Stated task:
Everything in the listing except the pictures should be written out exactly.

** begin Raw records **

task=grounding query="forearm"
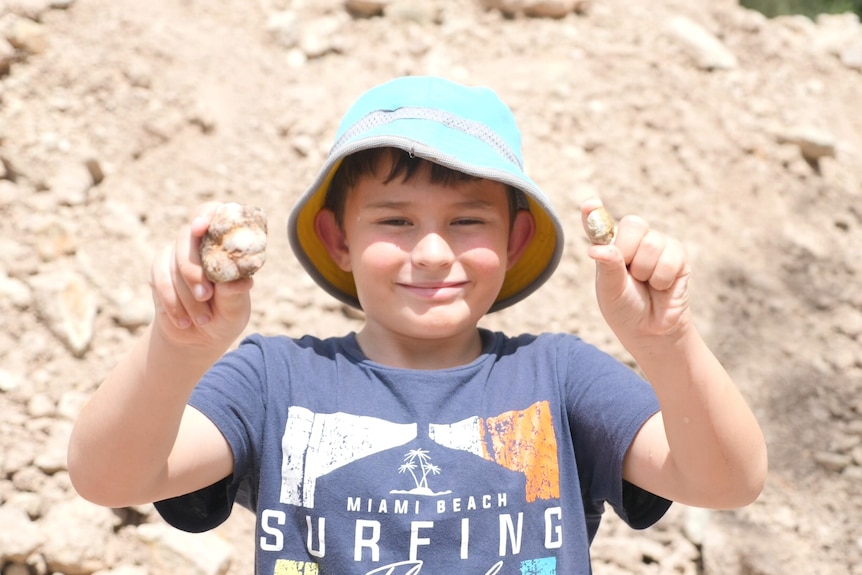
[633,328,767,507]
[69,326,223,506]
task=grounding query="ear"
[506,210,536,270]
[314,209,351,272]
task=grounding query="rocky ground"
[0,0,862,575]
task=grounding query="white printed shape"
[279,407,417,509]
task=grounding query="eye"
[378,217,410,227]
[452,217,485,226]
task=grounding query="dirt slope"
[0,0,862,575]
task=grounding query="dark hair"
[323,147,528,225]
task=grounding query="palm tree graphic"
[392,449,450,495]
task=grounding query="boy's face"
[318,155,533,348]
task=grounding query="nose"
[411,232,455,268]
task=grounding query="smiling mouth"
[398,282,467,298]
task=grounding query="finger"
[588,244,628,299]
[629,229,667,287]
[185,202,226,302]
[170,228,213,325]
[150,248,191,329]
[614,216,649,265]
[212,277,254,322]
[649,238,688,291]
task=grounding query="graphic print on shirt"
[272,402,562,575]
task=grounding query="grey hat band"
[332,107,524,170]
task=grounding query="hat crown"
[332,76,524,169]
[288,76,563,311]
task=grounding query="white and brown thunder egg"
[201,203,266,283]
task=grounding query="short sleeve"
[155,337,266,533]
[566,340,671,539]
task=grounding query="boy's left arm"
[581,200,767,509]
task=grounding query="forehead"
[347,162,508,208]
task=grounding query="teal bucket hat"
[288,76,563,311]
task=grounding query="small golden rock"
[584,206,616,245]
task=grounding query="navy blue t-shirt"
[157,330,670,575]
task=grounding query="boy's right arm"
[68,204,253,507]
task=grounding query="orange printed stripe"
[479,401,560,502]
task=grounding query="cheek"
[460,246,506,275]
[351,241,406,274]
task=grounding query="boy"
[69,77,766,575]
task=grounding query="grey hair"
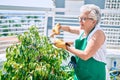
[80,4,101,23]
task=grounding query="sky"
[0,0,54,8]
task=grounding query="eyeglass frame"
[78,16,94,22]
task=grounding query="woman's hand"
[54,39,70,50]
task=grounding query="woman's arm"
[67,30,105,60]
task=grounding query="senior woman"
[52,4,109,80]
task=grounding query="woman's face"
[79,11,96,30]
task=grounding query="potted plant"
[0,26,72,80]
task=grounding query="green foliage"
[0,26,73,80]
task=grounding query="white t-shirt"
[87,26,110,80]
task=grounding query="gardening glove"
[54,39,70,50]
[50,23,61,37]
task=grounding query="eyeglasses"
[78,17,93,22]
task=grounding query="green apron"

** end Raw records **

The response:
task=grounding query="forearm"
[633,328,767,507]
[69,326,223,506]
task=grounding query="ear"
[506,210,536,270]
[314,209,351,272]
task=grounding query="rocky ground"
[0,0,862,575]
task=grounding query="white printed shape"
[279,407,417,509]
task=grounding query="eye"
[378,217,410,227]
[452,217,485,226]
task=grounding query="dirt slope"
[0,0,862,575]
task=grounding query="dark hair"
[323,147,528,225]
task=grounding query="palm tree graphic"
[392,449,450,495]
task=grounding query="boy's face"
[318,155,533,348]
task=grounding query="nose"
[411,232,455,268]
task=grounding query="smiling mouth"
[398,282,467,298]
task=grounding query="finger"
[588,244,628,299]
[629,229,667,287]
[185,202,226,302]
[170,228,213,325]
[150,248,191,329]
[614,216,649,265]
[212,277,254,322]
[649,238,688,291]
task=grounding query="graphic print on shirt"
[272,402,562,575]
task=grounding query="grey hat band"
[332,107,524,170]
task=grounding query="hat crown"
[332,76,524,169]
[288,76,563,311]
task=grounding query="white and brown thunder egg"
[201,203,266,283]
task=grounding query="short sleeve"
[155,337,266,533]
[566,340,671,539]
task=grounding query="boy's left arm"
[581,200,767,509]
task=grounding query="forehead"
[347,162,508,208]
task=grounding query="teal bucket hat"
[288,76,563,311]
task=grounding query="small golden rock"
[584,206,616,245]
task=grounding query="navy blue t-shirt"
[157,330,670,575]
task=grounding query="boy's right arm"
[68,204,253,507]
task=grounding query="orange printed stripe"
[479,401,560,502]
task=grounding query="cheek"
[460,246,506,275]
[351,241,406,274]
task=grounding query="boy"
[69,77,766,575]
task=grounding query="grey hair"
[80,4,101,23]
task=grounding query="sky"
[0,0,54,8]
task=grounding query="eyeglass frame"
[78,16,94,22]
task=grounding query="woman's hand"
[54,39,70,50]
task=grounding query="woman's arm"
[67,30,105,60]
task=grounding query="senior woman"
[52,4,109,80]
task=grounding query="woman's face"
[79,11,96,30]
task=grounding query="potted plant"
[0,26,72,80]
task=grounding query="green foliage"
[0,26,73,80]
task=grounding query="white t-shirt"
[87,26,110,80]
task=grounding query="gardening glove"
[54,39,70,50]
[50,23,61,37]
task=grounding query="eyeglasses"
[78,17,93,22]
task=grounding query="green apron"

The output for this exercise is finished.